• TEXT BLOCK:
****************************************

Both sha1 and md5 are considered deprecated, it would be great to support a more recent/secure hashing algorithm to compute build id
Details
Diff Detail
- Repository
- rG LLVM Github Monorepo
Event Timeline
The SHA-1 deprecation, AFIAK, is for digital signature.
ld.lld's --build-id feature, as I know, has no validation tool. It is used for "approximation of true uniqueness across all binaries that might be used by overlapping sets of people" (https://fedoraproject.org/w/index.php?title=RolandMcGrath/BuildID&oldid=16098), not for security purposes.
So I think the description
Both sha1 and md5 are considered deprecated,
does not apply.
That said, adding the option is straightforward/simply. If useful, we can add it, but the justification needs to be higher than "Transport Layer Security has phased out SHA-1, so we follow suit"
Will GNU ld add this option?
Exactly. This patch only provides a way to tick a checkbox on a stupid compliance list. SHA2 provides no security benefit here for the price of slower linking. If we want to use a more modern cryptographic hash function, the primary criterion should be performance, IMO.

****************************************

• DATA SHOWN:
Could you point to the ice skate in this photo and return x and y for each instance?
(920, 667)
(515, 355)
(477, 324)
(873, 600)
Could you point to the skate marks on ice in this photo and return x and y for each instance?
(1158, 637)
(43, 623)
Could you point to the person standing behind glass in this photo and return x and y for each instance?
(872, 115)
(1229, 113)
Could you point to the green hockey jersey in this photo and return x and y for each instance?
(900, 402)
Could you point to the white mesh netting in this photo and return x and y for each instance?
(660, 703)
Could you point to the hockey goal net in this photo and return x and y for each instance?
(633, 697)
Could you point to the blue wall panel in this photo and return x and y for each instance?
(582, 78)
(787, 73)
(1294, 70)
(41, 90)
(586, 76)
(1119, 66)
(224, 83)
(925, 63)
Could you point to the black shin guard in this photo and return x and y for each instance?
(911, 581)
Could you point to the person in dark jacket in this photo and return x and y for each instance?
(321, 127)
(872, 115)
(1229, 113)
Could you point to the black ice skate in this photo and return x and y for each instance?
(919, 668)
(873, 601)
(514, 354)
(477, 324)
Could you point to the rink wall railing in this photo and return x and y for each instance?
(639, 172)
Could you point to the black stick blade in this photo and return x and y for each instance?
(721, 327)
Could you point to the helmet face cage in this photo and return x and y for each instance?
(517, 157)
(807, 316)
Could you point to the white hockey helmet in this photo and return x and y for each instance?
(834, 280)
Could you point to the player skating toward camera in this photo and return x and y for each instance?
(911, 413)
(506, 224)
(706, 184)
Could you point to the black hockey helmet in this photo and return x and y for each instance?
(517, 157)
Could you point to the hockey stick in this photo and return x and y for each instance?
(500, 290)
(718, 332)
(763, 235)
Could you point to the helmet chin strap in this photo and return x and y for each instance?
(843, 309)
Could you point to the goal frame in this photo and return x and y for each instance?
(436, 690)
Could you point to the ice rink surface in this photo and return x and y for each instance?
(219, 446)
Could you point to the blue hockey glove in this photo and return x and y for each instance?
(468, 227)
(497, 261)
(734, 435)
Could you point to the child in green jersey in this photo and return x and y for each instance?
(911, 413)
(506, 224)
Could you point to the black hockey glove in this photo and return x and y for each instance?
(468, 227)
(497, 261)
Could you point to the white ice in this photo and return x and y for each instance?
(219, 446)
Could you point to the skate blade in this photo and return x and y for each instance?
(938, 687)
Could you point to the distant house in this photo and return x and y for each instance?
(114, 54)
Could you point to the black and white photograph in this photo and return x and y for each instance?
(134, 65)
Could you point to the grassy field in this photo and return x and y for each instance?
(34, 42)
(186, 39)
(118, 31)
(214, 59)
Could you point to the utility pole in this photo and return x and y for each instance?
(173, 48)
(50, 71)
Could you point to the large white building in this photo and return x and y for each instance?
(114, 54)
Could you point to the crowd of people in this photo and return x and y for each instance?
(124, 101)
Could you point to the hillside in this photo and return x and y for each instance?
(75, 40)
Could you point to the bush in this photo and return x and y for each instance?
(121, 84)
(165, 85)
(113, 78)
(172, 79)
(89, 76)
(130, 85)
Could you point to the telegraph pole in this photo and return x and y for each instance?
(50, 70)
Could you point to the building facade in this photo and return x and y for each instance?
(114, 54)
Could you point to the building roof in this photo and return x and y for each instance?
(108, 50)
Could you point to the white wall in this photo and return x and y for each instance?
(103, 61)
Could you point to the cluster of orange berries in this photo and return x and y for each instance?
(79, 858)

****************************************

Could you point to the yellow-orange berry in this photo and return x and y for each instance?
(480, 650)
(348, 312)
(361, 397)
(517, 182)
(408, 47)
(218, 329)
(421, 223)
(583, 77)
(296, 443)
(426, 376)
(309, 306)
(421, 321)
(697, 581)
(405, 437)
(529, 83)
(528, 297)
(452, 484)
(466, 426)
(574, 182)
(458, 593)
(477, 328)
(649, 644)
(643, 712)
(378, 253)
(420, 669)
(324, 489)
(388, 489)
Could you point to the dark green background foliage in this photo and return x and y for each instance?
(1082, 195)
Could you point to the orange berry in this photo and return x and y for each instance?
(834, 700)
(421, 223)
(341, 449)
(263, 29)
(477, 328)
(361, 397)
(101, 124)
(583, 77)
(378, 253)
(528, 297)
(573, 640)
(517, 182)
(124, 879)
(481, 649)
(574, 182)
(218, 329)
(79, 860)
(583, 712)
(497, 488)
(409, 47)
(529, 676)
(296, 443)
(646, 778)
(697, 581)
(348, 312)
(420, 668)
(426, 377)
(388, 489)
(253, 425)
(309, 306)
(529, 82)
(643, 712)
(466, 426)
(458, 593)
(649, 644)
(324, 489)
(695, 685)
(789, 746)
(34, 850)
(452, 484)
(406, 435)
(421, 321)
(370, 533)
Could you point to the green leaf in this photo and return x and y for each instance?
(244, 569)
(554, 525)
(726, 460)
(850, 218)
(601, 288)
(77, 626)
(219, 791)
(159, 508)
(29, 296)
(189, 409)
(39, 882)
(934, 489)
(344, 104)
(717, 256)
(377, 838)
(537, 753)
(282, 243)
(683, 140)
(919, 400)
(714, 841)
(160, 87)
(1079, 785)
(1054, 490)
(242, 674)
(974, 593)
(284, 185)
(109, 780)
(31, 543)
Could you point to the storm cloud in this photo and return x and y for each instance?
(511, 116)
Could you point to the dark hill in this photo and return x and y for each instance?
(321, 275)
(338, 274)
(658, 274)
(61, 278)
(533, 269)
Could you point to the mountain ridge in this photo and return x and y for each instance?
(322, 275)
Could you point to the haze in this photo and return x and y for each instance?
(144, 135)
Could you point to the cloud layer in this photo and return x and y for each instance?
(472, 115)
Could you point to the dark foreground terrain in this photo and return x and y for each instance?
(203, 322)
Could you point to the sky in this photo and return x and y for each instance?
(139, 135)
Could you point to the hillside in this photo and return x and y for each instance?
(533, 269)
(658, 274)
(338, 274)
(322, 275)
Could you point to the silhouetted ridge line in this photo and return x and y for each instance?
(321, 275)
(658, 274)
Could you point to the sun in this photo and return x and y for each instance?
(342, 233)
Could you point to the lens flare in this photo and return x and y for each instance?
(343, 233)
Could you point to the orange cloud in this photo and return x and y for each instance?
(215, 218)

****************************************

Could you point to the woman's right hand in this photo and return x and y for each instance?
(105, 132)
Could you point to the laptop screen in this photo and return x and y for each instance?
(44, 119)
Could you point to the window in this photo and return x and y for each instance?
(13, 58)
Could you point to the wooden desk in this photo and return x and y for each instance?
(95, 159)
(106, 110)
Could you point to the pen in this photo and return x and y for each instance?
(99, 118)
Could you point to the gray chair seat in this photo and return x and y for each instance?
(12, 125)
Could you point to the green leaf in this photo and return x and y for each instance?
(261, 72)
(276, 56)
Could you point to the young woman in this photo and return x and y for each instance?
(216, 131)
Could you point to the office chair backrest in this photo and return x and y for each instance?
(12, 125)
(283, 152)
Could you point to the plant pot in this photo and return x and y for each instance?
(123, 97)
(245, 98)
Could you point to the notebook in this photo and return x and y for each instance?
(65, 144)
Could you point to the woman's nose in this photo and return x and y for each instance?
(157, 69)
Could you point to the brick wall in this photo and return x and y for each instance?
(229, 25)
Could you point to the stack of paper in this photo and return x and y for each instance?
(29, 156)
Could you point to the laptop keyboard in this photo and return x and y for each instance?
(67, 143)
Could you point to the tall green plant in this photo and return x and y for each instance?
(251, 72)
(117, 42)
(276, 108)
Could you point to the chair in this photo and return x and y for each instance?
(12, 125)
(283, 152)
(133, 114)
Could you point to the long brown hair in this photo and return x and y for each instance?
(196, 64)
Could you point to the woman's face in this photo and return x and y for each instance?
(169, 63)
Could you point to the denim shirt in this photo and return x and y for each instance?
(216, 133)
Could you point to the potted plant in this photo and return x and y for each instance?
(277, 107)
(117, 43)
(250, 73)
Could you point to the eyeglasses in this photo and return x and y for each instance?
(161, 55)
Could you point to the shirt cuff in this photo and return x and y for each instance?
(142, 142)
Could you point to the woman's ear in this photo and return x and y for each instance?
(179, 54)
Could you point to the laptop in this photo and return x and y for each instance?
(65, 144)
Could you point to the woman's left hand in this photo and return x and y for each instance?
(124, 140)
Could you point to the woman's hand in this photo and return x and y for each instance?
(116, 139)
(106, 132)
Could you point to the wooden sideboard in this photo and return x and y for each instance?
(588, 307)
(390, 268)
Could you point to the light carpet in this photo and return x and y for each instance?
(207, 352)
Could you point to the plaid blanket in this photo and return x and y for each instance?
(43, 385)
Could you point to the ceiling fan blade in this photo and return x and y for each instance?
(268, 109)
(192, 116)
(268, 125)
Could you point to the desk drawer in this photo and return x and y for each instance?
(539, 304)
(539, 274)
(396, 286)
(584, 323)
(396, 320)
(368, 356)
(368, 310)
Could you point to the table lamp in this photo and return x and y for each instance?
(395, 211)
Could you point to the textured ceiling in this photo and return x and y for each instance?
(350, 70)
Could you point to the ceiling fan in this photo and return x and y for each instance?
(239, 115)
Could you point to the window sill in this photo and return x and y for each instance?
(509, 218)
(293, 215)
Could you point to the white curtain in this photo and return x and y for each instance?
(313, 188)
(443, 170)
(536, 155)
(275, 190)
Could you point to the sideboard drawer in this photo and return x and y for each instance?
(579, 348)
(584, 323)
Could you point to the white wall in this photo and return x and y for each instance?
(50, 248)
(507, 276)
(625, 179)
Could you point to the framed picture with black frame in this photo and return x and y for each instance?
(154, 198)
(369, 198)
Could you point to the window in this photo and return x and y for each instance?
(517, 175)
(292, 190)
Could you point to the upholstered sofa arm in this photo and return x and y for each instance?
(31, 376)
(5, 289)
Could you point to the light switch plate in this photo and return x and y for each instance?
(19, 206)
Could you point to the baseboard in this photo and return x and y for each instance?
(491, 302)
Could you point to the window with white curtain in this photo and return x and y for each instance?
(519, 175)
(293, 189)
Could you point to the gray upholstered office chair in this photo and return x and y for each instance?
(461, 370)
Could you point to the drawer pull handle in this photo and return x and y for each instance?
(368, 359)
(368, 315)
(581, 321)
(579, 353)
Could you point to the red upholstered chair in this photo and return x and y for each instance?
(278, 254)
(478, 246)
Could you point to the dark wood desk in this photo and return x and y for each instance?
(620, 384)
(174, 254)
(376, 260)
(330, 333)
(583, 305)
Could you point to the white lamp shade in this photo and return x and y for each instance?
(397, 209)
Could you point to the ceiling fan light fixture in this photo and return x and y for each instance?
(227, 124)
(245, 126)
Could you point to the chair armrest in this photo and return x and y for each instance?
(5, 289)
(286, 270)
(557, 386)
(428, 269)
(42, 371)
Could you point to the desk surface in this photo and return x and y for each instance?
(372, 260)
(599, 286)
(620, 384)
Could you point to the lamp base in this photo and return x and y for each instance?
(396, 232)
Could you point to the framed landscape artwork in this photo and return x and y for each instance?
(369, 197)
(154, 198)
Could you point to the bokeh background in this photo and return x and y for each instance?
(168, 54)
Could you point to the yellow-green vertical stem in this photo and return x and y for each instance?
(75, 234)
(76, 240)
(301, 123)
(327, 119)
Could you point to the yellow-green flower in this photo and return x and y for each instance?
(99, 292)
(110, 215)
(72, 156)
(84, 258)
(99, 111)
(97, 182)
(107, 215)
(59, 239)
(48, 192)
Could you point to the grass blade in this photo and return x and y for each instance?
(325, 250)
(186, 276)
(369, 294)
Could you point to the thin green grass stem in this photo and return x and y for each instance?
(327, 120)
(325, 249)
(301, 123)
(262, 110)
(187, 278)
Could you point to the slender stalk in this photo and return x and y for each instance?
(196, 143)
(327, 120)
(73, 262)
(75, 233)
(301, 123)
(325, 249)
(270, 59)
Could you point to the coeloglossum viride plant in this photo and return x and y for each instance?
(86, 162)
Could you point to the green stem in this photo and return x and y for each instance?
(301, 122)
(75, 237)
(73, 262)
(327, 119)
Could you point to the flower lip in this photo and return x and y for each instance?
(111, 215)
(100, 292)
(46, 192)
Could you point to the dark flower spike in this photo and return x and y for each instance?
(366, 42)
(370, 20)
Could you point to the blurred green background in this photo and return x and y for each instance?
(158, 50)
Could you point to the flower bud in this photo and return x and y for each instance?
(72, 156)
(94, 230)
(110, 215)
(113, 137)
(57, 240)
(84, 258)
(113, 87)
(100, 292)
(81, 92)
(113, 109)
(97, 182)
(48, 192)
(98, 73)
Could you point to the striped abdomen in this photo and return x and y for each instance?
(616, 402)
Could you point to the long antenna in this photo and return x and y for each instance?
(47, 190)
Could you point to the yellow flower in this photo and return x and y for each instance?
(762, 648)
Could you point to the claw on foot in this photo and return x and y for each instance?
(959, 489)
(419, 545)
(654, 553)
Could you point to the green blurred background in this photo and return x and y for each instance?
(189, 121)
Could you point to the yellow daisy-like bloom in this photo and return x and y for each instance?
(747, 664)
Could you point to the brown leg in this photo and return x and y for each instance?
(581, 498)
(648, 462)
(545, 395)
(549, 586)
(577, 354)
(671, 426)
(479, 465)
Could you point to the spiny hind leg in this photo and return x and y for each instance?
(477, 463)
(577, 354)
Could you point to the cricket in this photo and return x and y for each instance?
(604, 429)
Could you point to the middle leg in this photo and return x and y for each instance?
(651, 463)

****************************************

• PROBLEM SET:
1 - Reproduce from the build ID hashing discussion the part that opens with the words containing "Exactly. This patch" and closes with "be performance, IMO.".
2 - Answer these questions using the build ID hashing discussion:
(a) According to the discussion, what purpose is the SHA-1 deprecation for?
(b) What is ld.lld's --build-id feature said to be used for?
(c) In the last comment, what should be the primary criterion for choosing a more modern cryptographic hash function?
3 - Write the next part of the build ID hashing discussion, starting after its final comment.

• ANSWERS TO THE EXERCISE:
1 -
Exactly. This patch only provides a way to tick a checkbox on a stupid compliance list. SHA2 provides no security benefit here for the price of slower linking. If we want to use a more modern cryptographic hash function, the primary criterion should be performance, IMO.

2 -
(a) Digital signature.
(b) For "approximation of true uniqueness across all binaries that might be used by overlapping sets of people," not for security purposes.
(c) Performance.

3 -
I second that opinion :-) Then blake2 (see https://en.wikipedia.org/wiki/BLAKE_(hash_function)) would be a good match. The reference implementation is covered by the Apache Public License 2.0 so that would be fine license wise, and it claims to be "faster than MD5, SHA-1, SHA-2, and SHA-3, on 64-bit x86-64 and ARM architectures"
In 2020-01 I did notice that build-id may be a performance bottleneck. The need to import external code made me unsure whether it is justified.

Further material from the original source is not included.